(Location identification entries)
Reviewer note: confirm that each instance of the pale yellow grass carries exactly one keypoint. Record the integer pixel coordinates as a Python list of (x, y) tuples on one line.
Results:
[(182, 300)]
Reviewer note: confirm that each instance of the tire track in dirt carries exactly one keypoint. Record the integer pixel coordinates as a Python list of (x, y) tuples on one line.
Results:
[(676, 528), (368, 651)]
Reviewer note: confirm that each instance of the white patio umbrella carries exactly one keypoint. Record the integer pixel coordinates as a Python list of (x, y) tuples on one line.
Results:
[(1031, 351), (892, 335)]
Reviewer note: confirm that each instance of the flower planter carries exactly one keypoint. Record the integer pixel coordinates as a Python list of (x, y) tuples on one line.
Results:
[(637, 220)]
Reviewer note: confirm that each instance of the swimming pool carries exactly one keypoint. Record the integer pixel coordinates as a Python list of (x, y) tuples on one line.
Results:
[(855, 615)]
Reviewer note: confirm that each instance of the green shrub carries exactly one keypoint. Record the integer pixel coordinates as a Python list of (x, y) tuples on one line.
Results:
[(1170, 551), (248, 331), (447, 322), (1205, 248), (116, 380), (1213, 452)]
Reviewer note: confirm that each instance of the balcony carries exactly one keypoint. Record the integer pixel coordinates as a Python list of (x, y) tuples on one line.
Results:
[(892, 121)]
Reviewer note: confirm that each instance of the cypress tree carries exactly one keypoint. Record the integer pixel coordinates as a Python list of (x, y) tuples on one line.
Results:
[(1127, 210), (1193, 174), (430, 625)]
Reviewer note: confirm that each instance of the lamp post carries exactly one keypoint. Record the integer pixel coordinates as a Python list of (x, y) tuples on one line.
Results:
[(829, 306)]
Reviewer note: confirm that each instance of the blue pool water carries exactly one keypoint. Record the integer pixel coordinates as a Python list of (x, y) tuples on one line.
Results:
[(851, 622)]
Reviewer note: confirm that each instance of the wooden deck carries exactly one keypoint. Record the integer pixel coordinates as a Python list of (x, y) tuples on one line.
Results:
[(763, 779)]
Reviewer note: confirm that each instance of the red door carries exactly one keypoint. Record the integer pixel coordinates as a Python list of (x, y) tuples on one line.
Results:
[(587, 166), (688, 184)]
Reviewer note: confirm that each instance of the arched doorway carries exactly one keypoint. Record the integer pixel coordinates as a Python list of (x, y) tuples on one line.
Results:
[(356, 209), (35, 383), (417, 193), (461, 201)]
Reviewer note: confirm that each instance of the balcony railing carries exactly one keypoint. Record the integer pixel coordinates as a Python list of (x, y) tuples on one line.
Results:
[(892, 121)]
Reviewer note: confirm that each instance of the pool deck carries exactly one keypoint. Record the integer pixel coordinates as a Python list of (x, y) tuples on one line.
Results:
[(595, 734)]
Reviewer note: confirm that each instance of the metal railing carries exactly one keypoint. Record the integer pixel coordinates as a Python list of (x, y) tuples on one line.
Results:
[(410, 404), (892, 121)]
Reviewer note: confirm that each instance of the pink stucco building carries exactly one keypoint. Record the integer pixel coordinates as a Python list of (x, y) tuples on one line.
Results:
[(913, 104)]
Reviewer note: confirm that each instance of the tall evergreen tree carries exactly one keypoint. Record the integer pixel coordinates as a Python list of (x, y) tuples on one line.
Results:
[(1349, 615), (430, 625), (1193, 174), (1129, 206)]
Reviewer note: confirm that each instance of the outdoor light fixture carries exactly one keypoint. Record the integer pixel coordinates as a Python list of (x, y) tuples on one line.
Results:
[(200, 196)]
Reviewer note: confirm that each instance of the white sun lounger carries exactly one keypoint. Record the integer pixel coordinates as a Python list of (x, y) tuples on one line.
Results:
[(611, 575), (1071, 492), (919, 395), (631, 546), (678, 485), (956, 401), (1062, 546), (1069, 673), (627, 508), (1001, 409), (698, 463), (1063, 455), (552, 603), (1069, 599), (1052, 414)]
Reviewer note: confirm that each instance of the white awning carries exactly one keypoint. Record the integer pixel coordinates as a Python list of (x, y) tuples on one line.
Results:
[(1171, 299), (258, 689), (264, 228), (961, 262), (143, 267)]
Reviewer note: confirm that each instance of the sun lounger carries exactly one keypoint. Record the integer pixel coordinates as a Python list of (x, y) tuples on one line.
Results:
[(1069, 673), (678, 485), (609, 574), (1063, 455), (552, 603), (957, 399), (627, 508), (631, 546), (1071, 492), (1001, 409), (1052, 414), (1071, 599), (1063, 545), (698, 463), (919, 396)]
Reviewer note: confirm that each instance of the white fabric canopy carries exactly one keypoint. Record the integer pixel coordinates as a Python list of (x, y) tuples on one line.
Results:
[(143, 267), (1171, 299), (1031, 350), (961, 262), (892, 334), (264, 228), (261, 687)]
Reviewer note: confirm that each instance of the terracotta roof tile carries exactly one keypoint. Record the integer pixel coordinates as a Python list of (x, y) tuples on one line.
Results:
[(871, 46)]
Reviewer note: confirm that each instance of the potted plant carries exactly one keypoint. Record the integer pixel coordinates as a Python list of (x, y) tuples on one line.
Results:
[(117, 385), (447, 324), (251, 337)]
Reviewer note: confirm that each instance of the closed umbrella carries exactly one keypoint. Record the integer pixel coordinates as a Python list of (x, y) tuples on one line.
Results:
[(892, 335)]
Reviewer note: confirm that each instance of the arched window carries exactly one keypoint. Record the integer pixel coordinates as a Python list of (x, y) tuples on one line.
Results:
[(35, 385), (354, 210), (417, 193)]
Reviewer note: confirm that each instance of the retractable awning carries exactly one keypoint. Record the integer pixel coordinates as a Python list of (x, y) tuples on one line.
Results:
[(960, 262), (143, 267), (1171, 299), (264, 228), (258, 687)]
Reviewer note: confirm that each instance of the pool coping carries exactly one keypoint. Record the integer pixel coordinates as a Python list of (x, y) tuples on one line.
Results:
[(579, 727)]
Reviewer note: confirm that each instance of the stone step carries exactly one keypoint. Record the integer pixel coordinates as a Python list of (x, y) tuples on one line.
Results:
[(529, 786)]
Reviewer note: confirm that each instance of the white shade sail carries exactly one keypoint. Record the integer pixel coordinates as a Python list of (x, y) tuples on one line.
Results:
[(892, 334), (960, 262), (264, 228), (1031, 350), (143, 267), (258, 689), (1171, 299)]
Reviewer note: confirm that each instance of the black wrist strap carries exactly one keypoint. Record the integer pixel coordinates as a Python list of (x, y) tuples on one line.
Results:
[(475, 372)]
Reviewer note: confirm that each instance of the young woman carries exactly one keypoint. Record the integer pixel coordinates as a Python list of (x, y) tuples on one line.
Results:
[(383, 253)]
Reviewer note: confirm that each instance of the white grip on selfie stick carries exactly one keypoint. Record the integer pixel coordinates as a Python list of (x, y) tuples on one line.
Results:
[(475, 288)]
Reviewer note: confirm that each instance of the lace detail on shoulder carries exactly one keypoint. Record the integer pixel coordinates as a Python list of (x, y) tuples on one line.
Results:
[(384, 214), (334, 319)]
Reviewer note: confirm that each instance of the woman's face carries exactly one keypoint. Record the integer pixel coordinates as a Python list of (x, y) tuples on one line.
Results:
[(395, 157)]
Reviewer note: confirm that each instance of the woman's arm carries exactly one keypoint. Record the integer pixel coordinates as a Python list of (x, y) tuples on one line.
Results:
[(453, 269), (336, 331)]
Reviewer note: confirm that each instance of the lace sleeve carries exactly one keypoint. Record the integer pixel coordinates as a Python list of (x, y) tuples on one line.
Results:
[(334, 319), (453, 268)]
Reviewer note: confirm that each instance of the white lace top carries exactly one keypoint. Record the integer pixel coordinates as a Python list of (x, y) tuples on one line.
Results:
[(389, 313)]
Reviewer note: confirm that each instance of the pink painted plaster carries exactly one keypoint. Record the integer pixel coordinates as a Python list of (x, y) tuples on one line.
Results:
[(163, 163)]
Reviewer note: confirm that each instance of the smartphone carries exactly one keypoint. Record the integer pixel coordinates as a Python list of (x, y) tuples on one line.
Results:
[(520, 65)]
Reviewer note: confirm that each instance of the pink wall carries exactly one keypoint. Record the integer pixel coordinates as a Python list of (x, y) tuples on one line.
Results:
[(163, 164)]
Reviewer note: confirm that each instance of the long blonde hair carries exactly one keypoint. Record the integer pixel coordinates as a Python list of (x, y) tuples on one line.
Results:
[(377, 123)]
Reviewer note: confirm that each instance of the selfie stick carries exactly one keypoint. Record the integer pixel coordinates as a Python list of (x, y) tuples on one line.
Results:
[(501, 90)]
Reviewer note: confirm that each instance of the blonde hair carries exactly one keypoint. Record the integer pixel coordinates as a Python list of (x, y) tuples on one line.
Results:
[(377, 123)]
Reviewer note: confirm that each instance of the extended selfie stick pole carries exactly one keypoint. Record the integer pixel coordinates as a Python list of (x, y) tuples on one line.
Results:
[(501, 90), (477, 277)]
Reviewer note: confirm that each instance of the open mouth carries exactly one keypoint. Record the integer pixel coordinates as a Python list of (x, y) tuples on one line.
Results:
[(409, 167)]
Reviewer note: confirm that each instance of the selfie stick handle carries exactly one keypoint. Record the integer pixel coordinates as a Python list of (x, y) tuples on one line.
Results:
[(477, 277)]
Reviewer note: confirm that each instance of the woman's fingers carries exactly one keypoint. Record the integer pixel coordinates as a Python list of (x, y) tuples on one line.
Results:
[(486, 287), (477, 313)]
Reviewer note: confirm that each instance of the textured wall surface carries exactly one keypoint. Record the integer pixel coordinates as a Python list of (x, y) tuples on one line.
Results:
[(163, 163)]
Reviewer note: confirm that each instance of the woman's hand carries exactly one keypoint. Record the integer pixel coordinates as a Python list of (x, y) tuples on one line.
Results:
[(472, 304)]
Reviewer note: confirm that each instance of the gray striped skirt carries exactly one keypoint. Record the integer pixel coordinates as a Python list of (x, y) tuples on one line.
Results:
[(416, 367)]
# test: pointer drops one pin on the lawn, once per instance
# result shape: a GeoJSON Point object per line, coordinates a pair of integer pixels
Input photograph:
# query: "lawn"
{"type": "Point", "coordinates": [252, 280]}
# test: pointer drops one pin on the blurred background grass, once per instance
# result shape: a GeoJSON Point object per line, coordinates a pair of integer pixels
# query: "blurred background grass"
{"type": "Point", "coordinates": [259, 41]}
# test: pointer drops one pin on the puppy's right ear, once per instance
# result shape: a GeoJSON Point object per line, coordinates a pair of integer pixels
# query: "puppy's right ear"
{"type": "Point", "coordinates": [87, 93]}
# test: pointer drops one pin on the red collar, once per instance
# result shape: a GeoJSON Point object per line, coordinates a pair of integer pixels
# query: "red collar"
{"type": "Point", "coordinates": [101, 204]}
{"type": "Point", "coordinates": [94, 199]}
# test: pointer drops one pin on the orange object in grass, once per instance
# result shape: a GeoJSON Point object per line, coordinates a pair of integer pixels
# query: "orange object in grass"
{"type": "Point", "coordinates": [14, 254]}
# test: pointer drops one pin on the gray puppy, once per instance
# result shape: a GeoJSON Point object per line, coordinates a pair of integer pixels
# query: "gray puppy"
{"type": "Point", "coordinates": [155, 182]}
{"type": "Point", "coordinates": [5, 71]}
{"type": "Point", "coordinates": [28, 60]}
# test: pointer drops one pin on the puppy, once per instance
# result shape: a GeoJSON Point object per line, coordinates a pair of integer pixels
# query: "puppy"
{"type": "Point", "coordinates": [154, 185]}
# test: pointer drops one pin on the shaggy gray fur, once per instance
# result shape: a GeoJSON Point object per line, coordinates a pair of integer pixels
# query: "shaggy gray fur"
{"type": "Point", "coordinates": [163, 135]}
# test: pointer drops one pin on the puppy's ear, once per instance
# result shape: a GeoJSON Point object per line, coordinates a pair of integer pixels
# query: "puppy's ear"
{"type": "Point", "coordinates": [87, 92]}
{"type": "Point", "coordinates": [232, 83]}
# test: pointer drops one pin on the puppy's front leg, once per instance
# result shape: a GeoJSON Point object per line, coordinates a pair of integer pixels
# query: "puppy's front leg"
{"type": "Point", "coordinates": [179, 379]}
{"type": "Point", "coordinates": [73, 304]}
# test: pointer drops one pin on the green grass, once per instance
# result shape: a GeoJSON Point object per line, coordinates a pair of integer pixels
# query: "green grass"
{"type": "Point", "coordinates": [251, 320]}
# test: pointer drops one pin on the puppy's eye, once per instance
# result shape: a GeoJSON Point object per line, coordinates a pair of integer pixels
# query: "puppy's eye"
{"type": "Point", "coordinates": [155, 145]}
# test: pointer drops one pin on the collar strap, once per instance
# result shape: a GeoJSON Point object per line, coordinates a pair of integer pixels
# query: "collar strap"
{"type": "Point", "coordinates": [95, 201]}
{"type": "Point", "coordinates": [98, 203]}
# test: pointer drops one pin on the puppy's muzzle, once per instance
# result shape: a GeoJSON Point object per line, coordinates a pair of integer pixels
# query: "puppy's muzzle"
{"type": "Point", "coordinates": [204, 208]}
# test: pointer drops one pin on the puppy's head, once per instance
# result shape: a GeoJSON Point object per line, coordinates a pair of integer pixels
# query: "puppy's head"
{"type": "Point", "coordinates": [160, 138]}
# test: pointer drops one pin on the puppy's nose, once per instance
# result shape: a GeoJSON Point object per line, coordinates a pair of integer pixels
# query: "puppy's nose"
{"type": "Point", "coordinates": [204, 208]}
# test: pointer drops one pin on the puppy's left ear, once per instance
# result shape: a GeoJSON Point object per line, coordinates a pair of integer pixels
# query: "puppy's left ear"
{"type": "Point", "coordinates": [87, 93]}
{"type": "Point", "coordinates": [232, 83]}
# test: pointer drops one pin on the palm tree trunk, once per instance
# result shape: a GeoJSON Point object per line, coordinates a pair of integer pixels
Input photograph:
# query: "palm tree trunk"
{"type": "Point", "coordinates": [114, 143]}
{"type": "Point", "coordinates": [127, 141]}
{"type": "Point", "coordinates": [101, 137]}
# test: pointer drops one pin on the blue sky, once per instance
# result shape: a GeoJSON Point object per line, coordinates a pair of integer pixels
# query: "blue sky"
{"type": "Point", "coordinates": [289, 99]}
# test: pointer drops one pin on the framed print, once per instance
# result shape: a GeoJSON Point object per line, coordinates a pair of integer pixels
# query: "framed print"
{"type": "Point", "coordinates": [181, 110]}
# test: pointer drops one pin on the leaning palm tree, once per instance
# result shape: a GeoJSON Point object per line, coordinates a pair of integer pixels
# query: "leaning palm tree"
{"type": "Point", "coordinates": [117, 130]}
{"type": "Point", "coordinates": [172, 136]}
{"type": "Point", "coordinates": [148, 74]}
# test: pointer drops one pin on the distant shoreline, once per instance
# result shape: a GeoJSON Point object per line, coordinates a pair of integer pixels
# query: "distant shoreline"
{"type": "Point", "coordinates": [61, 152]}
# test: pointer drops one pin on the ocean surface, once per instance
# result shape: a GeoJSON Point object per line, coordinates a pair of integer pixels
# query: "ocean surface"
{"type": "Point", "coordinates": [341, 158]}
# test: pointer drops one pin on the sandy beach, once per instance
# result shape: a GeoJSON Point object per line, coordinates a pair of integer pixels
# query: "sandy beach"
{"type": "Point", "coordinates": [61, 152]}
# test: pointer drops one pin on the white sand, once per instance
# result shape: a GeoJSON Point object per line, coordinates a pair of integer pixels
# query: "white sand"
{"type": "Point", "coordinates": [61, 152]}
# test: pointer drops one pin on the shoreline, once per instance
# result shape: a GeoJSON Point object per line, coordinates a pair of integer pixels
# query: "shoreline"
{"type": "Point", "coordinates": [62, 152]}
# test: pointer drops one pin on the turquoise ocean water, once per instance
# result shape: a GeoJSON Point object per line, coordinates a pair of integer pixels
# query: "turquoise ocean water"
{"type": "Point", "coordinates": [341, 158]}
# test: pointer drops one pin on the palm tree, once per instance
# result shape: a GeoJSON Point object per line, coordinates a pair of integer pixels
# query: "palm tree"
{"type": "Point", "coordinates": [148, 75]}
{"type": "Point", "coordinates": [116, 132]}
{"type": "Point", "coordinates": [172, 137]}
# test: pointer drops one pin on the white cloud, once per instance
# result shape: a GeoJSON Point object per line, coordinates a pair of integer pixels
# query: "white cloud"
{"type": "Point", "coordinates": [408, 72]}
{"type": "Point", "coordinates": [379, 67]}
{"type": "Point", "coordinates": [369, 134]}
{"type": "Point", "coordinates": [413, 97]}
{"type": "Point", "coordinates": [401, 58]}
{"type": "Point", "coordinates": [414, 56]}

• **INSTRUCTIONS TO FOLLOW**: Reproduce the entries starting at the line containing "Reviewer note: confirm that each instance of the potted" and ending at the line containing "[(117, 385), (447, 324), (251, 337)]", switching "potted plant" to "potted shrub" and leaving everything else unchanged.

• **FINAL RESULT**:
Reviewer note: confirm that each instance of the potted shrub carries exactly one keypoint. Record the integer pixel coordinates as a Python list of (x, y) tuples on one line.
Results:
[(117, 385), (447, 324), (251, 337)]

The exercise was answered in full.